*EXERCISE REQUIREMENTS*
Carry on the cricket match report from its final sentence, in the same style.

*TEXT PROVIDED*
Where test cricket grows up

Times Media

TELFORD VICE, Port Elizabeth

ST George’s Park is where test cricket comes to grow up, where neither runs nor wickets are prised loose without a fight and a day in the field or even at the crease can seem like a week in a queue.

So it was on Tuesday, when only 195 runs were scored in 65.5 overs before bad light ended play with 22 overs unbowled. And so it wasn’t – 11 wickets fell.

They went down as much because of batting errors as superb bowling, and also perhaps because of air heavy with high summer’s humidity made moister still by the easterly skipping in from the sea and over the scoreboard.

South Africa’s last four wickets crashed for 19 runs in the first 53 balls of the day’s play, which meant they lost their last seven men for 73.

That made a total of 286 look like a wasted opportunity considering the moderate opposition.

But only until the Lankans crashed to 22/3. They will resume on Wednesday still deep in the woods on 181/7.

Dhananjaya de Silva, who scrapped manfully for his unbeaten 43, looms as key to the visitors’ fortunes. 

Vernon Philander had the most to do with leading them astray by bowling immaculately and letting the conditions do the rest for his 3/35. Not far behind the sultan of superbly subtle seamery was Kyle Abbott, who took 2/49.

Both conceded comfortably fewer than three runs to the over and bowled as if they had the ball on a string.

“The wicket asked of us to be patient, to drag the batsman across (the crease) and bowl the odd one straighter,” Philander said.

“There was a lot in the wicket. We knew that if we could string good overs together we could pick up wickets quickly.

“We knew there was a lot to work with, a bit of assistance. Sometimes it did a bit too much.

“We knew it was going to be tough scoring here – it’s always tough scoring in PE.”

But that only makes the runs that are eked out more valuable. How many did Philander think South Africa needed to be ahead to consider themselves on top after both first innings?

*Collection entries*
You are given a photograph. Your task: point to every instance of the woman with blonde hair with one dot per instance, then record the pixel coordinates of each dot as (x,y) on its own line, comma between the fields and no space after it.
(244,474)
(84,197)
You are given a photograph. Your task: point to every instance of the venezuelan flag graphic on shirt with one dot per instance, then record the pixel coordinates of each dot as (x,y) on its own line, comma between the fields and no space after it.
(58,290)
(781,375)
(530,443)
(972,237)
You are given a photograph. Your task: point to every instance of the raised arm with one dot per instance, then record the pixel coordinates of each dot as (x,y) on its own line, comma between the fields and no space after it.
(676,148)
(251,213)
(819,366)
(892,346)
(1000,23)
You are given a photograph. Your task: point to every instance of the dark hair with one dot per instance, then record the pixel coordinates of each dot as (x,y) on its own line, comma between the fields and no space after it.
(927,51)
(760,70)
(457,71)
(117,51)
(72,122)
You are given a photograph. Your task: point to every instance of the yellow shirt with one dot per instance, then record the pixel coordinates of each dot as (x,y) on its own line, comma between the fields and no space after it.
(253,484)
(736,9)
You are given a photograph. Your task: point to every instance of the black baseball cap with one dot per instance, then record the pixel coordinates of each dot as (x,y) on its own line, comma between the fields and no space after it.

*RESULT BELOW*
“Heading into the third innings, 80-plus will put us in good stead,” he said.

Philander himself started the day’s slide of wickets in the fifth over when he hoisted Nuwan Pradeep and was caught in the deep.

Four overs later South Africa were dismissed with Quinton de Kock, undone by a Pradeep yorker that swung past his bat but not his stumps, last out for 37.

Between those two strikes Suranga Lakmal took the wicket he needed – Keshav Maharaj’s, caught behind – to complete his first five-wicket haul in his 32nd test. He claimed 5/63.

But Sri Lanka’s satisfaction with their bowling was soon quelled.

Dimuth Karunaratne drove expansively at Abbott and dragged the ball onto his leg stump before Kusal Perera and Kusal Mendis were snaffled behind – both after playing rash strokes – off Philander and Abbott.

Opener Kaushal Silva showed more discipline and was still there at lunch, but in the ninth over of the second session he was trapped in front by a Philander inswinger to end his vigil of 16 runs and 59 balls.

Angelo Matthews survived two reviews before, in the seventh over before tea, edging Kagiso Rabada to third slip to go for 39.

Eleven balls later the Lankans should have been 94/6 but De Kock, diving to his right, couldn’t hold the edge Dinesh Chandimal offered off Rabada.

But there was no sparing Chandimal 10 overs later when Philander pinned his pad with an inswinger.

Rangana Herath played the sprightliest knock of the innings, clipping 32 off 24, before Keshav Maharaj beat a reverse-sweep to earn another lbw.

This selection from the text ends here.